Document text -

JOHN STEWART AND THE PHOENIX CONCERTS
John Stewart and the Phoenix Concerts
A Dreamer on the Rise
11/26/2014
This Saturday, November 29th, there will be two intimate concerts honoring singer-songwriter, John Stewart’s landmark The Phoenix Concerts live album. The original bassist, Arnie Moore will appear along with Tim Dismang and The Chad Watson band and special guest Duane Thorin. The shows will be at The Coffee Gallery Backstage in Altadena, California at 3:00 and 7:00pm.
In the spring and summer of 1974, singer-songwriter, John Stewart was, in the words of one his best loved songs, a dreamer on the rise and much more. He was a phoenix ready to fly.
After six years of success as the banjo/vocalist replacement for Dave Guard in The Kingston Trio and penning the international hit song Daydream Believer for The Monkees, he was ready for the kind of success he richly deserved. In 1969, he and producer Nick Venet (The Beach Boys) broke new ground, ushering in the singer-songwriter movement of the early 1970s, with the classic, California Bloodlines. The album was recorded live in the studio in Nashville with Dylan’s Nashville Skyline session players.
The Phoenix Concerts, would boost his solo career and provide a launch for the kind of national attention Stewart’s work demanded. The seminal concerts and tour that followed provided an open door for the Americana music of today blending streams of country, rock, folk and blues with lyrical, visual and intelligent songwriting. His songs were like windows into an America that was too often overlooked. They have been compared with the photography of Ansel Adams and the prose of John Steinbeck.

Task description -
Resume the article on John Stewart and The Phoenix Concerts, picking up right after its last sentence.

Recorded information -
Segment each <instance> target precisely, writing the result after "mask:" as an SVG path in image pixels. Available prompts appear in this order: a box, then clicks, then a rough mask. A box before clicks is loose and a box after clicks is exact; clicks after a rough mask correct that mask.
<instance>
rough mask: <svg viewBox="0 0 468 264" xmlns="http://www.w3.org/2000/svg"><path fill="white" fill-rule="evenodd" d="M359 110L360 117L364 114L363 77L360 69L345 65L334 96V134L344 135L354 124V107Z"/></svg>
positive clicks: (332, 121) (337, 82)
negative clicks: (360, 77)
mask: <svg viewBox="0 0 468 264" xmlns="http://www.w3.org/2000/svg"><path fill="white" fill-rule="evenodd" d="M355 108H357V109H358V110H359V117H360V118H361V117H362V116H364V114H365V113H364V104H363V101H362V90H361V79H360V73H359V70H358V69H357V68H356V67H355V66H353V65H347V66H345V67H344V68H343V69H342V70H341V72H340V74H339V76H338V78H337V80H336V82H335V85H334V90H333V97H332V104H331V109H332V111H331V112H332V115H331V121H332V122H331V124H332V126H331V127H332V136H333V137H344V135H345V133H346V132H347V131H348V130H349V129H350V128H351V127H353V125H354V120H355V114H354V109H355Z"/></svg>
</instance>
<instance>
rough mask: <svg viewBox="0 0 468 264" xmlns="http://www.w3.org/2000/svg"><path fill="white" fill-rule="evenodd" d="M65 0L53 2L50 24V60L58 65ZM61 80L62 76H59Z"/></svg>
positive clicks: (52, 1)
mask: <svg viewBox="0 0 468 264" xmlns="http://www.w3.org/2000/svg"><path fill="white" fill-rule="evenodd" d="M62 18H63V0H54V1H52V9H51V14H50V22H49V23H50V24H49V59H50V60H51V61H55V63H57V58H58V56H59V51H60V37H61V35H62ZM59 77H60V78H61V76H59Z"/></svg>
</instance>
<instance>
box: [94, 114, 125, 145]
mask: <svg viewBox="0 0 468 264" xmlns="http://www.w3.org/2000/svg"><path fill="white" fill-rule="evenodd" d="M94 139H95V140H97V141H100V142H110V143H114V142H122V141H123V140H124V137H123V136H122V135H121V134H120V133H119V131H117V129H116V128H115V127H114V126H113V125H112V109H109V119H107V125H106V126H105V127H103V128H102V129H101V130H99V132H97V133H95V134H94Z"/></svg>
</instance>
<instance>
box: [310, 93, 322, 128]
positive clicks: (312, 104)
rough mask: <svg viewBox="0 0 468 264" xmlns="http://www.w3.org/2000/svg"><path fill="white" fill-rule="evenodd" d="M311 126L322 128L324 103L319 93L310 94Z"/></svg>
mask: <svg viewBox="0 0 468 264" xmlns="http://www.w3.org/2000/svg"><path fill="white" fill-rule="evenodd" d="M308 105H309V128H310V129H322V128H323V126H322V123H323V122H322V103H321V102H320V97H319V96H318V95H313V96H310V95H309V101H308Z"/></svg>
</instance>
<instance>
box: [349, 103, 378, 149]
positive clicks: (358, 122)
==
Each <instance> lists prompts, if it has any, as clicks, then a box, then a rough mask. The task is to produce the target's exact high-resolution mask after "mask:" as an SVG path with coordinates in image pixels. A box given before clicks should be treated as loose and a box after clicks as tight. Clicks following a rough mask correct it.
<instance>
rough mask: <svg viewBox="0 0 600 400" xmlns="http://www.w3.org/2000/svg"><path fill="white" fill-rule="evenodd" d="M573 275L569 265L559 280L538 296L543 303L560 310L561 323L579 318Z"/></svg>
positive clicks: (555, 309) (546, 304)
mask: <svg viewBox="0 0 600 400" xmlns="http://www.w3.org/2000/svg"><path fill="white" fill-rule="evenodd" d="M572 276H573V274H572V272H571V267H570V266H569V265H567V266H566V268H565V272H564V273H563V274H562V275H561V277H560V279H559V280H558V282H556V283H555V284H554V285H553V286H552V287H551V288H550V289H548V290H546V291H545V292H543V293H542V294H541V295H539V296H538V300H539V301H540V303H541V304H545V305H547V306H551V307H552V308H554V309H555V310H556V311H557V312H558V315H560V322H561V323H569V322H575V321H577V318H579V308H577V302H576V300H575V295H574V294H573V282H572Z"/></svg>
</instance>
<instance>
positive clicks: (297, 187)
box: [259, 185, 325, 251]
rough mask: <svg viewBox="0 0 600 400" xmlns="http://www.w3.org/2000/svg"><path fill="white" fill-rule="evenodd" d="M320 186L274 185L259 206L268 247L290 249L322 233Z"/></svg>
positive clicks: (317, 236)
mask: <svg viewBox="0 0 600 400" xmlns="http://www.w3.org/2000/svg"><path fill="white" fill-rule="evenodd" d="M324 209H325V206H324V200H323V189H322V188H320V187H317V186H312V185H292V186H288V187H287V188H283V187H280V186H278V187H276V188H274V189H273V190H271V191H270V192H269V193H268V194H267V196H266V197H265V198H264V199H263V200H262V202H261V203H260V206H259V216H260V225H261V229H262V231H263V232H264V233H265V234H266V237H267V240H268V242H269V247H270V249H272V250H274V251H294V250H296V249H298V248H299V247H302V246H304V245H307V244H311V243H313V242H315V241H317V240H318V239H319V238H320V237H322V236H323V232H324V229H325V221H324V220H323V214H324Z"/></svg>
* * *
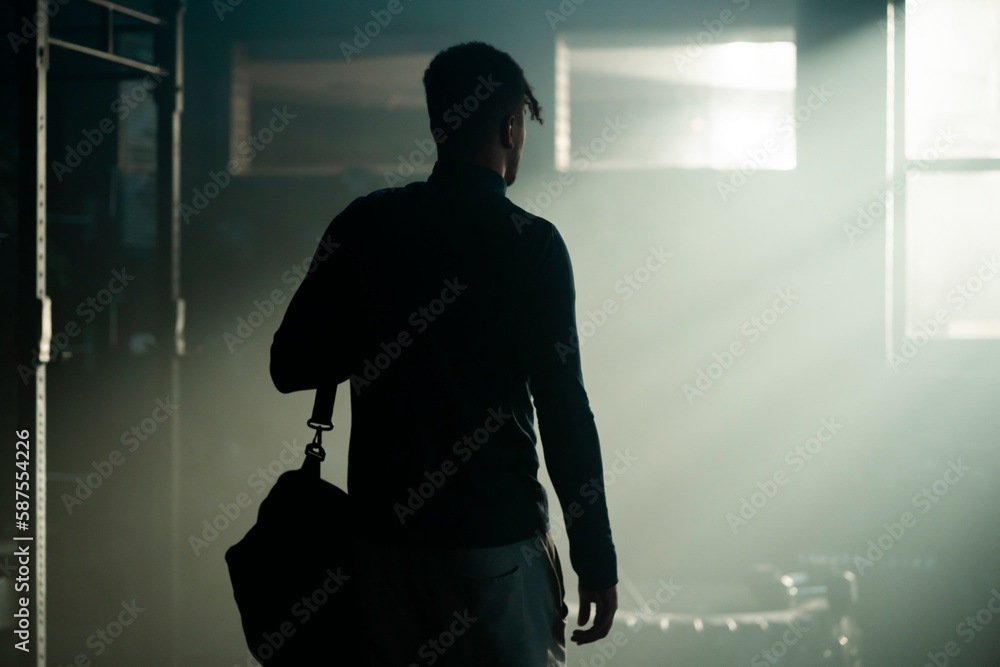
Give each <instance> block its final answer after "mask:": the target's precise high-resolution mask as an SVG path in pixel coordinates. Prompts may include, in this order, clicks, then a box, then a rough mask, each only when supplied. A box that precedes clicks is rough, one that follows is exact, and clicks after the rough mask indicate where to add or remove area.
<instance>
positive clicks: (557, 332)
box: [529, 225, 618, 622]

Output -
In March, 1974 in Phoenix Symphony Hall, he took the stage like a young Johnny Cash with the writing authority of Bob Dylan and with the passion of a rock & roll warrior ready to take on the world. The shows were the result of the grassroots efforts of FM DJ, Bill Compton, in Phoenix, Arizona. During the early 1970s he hosted the drive-time radio hours and continually played songs from John Stewart’s first five solo albums. The show reached 80% of Arizona’s radio audience. With his emphasis on a unique blend of genres, many stations throughout the U.S. didn’t know what to do with Stewart’s songs. He was too country for rock, too rock for country and too much of both for folk music. But, because of Compton, a legion of John Stewart fans grew in Arizona. It was sizable enough to convince his label, RCA, to hire Nick Venet to produce a double live album of his work. The release of The Phoenix Concert followed in late spring of 1974 with a summer tour.
Today, The Phoenix Concerts tour and album remain landmarks in a solo career that spanned four decades. Commercial success later found Stewart in 1979 with producer, Lindsey Buckingham and the hit song Gold that included a Stevie Nicks’ background vocal. However, The Phoenix Concerts album represents one of John Stewart’s high artistic career peaks. It also stands as an influential cycle of songs that helped to give birth to today’s Americana music movement.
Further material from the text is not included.